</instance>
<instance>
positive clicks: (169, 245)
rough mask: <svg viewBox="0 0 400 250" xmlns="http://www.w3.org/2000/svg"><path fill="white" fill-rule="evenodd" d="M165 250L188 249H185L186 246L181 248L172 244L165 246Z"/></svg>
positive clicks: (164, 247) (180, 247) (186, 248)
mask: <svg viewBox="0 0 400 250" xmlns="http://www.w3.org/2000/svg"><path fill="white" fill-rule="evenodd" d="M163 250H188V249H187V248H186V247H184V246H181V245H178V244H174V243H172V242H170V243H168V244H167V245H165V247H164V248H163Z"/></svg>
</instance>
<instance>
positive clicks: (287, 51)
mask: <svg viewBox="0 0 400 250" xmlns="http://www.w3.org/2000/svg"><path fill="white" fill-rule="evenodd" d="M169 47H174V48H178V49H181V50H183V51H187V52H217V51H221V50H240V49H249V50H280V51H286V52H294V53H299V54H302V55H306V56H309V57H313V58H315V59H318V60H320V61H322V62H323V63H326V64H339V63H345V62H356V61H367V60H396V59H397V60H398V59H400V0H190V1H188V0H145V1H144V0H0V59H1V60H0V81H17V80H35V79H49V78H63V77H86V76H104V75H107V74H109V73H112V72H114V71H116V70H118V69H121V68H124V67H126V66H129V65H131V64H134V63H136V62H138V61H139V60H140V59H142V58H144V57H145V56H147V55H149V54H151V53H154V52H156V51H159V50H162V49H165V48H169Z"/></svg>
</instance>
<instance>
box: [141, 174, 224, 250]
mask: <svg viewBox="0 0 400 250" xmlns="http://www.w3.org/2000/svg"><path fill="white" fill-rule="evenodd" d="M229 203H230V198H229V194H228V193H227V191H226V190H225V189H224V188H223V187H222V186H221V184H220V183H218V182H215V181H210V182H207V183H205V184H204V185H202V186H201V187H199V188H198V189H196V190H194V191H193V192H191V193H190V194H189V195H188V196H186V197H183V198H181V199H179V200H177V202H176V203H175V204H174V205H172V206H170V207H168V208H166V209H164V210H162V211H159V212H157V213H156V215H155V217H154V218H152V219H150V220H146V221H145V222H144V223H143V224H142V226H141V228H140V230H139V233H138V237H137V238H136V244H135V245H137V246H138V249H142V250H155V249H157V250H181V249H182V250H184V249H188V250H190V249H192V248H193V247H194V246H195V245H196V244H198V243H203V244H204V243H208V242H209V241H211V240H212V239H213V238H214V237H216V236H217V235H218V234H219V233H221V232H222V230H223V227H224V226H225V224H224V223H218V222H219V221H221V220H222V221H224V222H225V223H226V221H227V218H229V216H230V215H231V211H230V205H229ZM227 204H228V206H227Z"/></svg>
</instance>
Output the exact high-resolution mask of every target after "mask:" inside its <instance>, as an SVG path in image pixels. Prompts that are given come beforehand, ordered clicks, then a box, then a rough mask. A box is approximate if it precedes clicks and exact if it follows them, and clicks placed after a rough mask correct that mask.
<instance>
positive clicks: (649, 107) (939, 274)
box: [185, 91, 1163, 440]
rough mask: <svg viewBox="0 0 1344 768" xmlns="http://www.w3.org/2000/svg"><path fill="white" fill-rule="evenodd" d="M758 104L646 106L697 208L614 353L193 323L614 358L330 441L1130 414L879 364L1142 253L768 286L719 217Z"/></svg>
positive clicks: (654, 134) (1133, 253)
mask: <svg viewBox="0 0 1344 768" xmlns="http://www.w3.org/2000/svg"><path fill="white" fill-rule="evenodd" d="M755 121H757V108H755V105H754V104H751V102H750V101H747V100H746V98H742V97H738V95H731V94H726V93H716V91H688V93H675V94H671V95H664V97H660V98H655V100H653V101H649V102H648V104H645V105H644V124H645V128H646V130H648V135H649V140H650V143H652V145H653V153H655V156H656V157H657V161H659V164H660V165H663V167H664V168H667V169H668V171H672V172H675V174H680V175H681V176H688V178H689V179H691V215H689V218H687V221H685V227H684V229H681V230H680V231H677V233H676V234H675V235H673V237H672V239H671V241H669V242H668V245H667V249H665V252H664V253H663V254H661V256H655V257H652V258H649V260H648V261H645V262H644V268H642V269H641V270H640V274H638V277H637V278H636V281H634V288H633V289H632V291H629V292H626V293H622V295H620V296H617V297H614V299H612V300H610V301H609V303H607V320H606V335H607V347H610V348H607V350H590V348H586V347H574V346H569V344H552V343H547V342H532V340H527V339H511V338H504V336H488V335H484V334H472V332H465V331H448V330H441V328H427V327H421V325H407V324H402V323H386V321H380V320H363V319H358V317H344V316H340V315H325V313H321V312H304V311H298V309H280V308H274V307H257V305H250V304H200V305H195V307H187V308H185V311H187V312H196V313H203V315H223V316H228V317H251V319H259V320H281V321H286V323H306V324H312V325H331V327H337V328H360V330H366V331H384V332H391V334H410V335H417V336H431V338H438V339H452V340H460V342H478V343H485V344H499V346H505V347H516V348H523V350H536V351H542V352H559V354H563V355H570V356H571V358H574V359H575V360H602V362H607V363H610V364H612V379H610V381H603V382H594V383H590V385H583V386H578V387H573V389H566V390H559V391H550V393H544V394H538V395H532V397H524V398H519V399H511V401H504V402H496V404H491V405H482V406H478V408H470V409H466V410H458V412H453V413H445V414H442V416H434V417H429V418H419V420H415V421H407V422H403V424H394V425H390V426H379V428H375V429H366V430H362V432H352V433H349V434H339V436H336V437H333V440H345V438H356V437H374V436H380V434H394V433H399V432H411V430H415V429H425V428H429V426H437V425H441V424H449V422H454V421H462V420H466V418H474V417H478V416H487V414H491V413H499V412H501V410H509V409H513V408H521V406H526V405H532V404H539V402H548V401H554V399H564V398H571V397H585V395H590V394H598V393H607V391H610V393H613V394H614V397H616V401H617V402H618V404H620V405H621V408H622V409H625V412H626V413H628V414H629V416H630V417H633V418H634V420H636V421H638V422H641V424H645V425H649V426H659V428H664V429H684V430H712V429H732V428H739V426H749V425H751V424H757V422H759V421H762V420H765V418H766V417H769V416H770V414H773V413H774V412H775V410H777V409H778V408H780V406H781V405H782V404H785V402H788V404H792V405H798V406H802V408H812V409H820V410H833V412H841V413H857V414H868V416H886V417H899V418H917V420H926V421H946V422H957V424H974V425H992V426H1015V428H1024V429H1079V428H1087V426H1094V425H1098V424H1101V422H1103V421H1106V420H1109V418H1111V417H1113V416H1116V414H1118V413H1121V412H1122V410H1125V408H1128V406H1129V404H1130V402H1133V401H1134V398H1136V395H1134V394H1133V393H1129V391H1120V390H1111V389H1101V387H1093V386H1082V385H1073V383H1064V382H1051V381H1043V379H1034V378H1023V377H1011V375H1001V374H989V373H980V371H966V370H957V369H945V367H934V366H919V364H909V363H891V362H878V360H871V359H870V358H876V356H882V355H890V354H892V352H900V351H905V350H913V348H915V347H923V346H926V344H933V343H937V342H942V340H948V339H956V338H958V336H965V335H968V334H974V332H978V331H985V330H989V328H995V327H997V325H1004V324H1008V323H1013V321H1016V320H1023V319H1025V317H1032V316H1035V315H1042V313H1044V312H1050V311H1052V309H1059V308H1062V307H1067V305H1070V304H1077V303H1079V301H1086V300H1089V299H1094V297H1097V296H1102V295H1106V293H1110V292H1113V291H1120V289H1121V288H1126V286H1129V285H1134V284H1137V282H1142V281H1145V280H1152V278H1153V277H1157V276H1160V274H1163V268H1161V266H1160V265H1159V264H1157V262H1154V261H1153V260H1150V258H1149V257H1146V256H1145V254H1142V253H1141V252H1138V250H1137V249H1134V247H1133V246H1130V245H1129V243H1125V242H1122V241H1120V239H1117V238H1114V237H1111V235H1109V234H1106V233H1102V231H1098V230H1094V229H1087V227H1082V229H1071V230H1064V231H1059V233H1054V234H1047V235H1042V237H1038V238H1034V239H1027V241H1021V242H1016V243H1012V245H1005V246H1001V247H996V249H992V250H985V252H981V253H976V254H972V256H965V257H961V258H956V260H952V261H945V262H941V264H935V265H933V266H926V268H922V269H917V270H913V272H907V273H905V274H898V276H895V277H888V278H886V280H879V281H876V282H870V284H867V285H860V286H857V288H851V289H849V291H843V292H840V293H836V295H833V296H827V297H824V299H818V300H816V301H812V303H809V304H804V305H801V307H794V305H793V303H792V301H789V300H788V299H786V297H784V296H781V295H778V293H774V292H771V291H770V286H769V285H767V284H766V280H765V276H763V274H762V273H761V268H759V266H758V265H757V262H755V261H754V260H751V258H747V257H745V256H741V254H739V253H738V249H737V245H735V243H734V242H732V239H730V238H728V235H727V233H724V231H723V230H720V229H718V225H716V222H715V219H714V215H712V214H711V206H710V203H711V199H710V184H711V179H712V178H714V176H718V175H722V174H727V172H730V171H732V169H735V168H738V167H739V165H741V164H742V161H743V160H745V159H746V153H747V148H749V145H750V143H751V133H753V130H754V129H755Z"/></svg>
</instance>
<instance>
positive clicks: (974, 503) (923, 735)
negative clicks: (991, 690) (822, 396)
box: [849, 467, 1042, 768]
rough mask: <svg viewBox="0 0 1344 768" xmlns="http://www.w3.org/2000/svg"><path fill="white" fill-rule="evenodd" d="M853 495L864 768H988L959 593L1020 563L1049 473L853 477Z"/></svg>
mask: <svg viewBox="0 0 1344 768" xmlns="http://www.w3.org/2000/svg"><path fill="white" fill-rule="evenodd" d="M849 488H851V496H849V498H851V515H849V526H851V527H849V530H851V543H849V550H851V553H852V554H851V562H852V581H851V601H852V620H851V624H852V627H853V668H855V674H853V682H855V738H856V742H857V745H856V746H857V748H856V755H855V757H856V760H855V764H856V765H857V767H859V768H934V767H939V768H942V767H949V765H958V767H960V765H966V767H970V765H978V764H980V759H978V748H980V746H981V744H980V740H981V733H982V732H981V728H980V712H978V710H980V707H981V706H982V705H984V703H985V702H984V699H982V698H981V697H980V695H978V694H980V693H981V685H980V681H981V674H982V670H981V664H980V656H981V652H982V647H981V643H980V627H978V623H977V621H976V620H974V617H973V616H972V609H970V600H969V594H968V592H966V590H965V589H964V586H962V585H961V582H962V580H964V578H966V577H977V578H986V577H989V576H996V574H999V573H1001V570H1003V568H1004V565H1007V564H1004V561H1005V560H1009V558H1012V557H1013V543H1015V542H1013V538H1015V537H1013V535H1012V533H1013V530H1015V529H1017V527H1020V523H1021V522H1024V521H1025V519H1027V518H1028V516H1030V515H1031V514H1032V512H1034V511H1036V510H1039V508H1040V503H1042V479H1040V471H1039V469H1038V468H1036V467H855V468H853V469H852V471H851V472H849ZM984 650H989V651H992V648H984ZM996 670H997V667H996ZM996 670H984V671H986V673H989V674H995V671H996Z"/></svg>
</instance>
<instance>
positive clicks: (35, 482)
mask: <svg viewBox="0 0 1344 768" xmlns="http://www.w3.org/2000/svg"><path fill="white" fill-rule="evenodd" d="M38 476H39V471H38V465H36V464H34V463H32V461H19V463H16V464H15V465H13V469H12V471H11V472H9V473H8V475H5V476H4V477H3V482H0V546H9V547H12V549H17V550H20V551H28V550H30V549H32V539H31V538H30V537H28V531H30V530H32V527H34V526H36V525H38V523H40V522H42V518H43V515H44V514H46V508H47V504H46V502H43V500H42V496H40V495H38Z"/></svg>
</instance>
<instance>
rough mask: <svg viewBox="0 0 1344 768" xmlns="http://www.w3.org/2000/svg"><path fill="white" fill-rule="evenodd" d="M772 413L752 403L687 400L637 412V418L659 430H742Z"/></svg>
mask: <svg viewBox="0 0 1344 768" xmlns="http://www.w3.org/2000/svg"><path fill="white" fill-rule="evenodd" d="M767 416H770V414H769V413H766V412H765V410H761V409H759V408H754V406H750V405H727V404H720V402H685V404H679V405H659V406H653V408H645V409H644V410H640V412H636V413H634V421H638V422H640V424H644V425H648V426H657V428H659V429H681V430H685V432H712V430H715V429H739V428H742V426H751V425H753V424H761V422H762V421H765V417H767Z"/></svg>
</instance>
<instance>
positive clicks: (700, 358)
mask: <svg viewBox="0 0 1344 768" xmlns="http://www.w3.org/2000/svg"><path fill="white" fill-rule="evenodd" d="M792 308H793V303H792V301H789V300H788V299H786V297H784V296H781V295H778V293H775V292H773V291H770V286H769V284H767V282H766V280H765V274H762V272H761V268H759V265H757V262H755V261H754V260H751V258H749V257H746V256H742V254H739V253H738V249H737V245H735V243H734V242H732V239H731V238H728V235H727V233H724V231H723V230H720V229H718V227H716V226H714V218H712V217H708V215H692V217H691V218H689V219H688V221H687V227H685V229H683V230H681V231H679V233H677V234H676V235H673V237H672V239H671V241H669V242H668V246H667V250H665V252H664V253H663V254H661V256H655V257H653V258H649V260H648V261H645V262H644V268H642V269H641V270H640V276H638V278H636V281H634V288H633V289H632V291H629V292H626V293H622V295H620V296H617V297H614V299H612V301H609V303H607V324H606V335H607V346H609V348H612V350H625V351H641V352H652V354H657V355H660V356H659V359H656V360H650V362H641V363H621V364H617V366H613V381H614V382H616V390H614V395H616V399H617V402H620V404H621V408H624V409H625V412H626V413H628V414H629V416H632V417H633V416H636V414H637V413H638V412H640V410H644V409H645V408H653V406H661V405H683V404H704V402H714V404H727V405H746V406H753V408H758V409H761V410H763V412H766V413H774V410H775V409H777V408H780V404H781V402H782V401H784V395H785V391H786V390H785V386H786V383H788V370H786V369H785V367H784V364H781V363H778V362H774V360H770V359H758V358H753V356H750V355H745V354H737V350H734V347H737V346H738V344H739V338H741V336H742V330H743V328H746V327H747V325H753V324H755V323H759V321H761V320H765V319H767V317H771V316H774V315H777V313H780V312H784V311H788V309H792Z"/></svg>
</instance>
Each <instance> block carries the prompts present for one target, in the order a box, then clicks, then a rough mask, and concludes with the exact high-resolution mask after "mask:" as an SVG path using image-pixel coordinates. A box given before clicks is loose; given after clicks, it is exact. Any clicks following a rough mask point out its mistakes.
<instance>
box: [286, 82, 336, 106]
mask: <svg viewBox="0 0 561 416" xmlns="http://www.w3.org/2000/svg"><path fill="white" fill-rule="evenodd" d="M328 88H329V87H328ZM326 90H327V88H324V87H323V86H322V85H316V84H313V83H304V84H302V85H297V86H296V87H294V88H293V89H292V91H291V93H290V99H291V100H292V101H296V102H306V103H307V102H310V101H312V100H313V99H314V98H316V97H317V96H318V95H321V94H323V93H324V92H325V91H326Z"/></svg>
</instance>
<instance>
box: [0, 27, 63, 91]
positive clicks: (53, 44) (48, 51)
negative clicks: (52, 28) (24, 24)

Problem requirements: Please return every line from the material above where the string "given" occurs.

Exercise output:
Output the exact high-resolution mask of every target after "mask:" inside its <instance>, as an SVG path in image pixels. Prompts that are given come beforehand, ordered clicks, then a box, then a rough mask. A box is approximate if it precedes clicks and exact if it follows them, and clicks placed after a rough mask correct that mask.
Each <instance> block carries the prompts present for one target, in the order a box, then clicks, then a rough mask, and concludes with the exact high-resolution mask after "mask:" as an SVG path using image-pixel coordinates. A box given before clicks is loose; given after clicks, it is exact. Any clicks following a rough mask point out its mistakes.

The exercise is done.